>> begin MATERIAL TO PROCESS

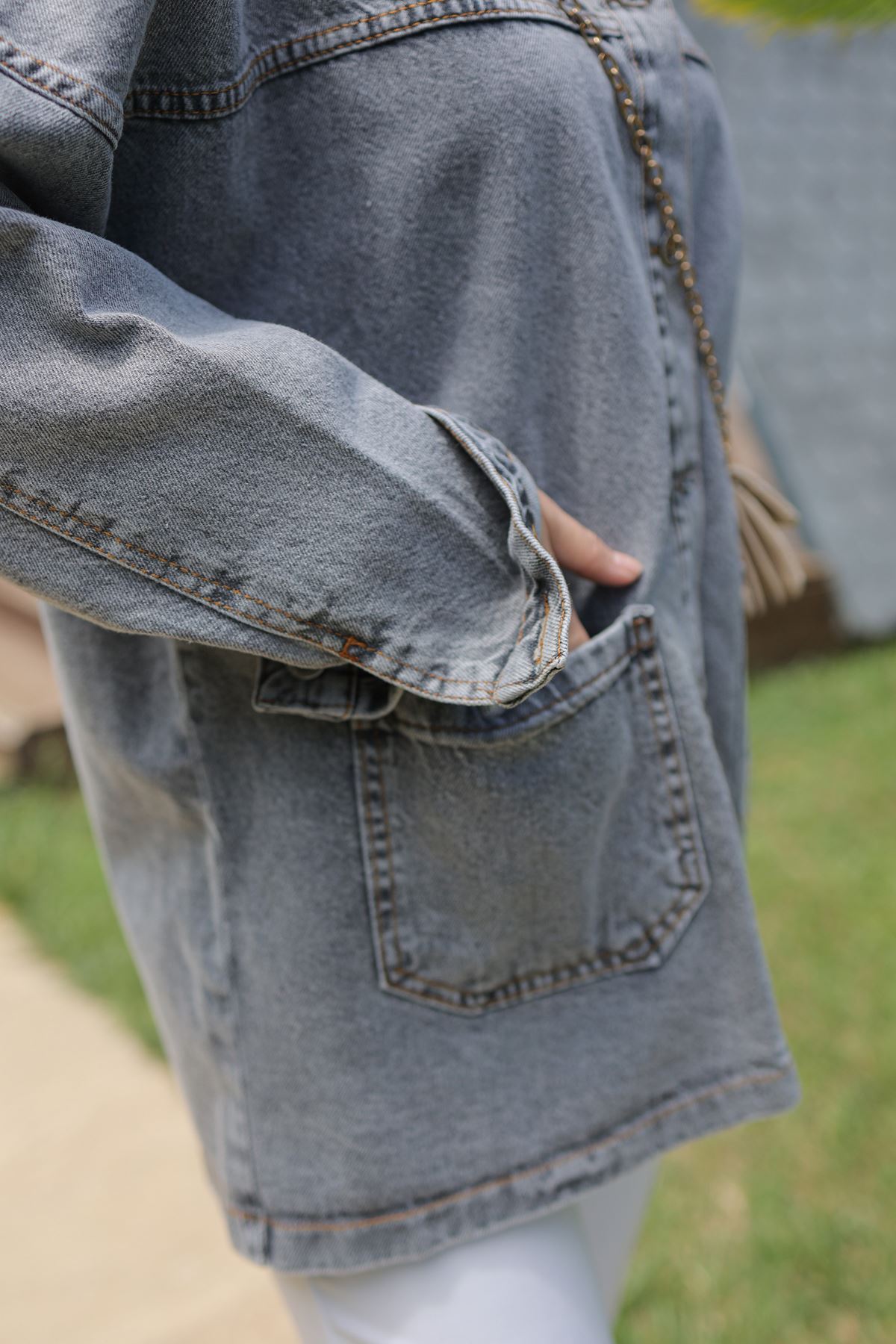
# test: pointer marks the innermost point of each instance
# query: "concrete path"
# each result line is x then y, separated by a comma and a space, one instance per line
109, 1231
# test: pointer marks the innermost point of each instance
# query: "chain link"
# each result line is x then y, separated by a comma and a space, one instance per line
673, 249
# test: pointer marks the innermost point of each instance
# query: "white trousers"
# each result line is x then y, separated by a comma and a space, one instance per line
553, 1280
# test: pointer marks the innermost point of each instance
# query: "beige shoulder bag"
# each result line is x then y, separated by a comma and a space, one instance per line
773, 569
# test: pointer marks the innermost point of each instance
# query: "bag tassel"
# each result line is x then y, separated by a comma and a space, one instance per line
773, 566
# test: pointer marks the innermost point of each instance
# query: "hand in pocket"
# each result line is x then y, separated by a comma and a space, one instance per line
575, 547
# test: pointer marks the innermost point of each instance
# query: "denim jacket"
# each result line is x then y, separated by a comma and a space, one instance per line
299, 304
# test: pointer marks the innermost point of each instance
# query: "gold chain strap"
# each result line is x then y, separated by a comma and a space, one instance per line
773, 567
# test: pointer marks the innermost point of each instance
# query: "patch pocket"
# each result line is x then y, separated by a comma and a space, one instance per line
512, 853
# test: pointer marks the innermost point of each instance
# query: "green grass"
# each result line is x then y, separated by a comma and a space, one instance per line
847, 15
50, 875
780, 1231
783, 1231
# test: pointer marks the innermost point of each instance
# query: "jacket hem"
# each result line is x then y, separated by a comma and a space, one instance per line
348, 1245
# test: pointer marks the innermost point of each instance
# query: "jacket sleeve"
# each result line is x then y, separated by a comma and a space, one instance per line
169, 470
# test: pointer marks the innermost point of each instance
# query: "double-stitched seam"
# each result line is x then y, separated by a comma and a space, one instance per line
603, 961
655, 1117
363, 746
281, 67
284, 46
49, 65
662, 749
205, 578
54, 93
388, 830
521, 718
527, 537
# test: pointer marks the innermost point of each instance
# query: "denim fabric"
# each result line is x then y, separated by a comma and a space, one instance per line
441, 924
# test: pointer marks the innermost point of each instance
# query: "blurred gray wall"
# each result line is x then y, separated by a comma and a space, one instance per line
815, 122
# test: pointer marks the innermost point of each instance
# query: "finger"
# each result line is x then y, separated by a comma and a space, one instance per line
581, 550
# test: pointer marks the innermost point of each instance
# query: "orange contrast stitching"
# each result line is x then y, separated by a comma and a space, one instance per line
60, 72
473, 1001
532, 714
227, 588
54, 93
282, 46
314, 55
497, 1182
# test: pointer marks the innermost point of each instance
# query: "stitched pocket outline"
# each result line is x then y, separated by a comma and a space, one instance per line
516, 853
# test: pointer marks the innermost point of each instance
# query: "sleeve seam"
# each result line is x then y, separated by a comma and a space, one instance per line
13, 58
347, 641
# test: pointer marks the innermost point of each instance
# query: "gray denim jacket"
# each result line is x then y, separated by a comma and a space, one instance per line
299, 302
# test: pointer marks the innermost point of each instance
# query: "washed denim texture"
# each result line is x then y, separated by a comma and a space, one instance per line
441, 924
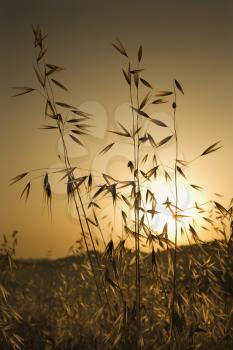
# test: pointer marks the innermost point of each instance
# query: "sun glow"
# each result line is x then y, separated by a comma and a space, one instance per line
165, 208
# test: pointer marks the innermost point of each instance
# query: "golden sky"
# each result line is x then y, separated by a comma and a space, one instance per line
187, 40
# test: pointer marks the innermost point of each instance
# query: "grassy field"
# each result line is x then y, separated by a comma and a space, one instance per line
58, 308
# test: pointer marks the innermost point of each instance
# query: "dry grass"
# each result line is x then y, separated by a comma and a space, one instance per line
126, 299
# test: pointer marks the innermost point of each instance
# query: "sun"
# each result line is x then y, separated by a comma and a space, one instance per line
165, 209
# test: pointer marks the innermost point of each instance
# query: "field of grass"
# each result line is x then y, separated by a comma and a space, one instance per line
155, 295
58, 308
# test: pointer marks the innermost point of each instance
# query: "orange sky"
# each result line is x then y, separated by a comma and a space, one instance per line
186, 40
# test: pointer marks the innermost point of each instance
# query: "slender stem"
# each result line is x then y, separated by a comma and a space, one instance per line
176, 225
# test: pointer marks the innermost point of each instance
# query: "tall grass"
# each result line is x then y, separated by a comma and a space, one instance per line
162, 304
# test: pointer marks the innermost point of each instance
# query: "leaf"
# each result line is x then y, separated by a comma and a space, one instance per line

>> end MATERIAL TO PROCESS

# WHAT IS EXPECTED
Locate every line in the material containing the string "field", matching case exactly, and copy each of those lines.

# EXERCISE ANSWER
# query: "grassy field"
# query: "field of grass"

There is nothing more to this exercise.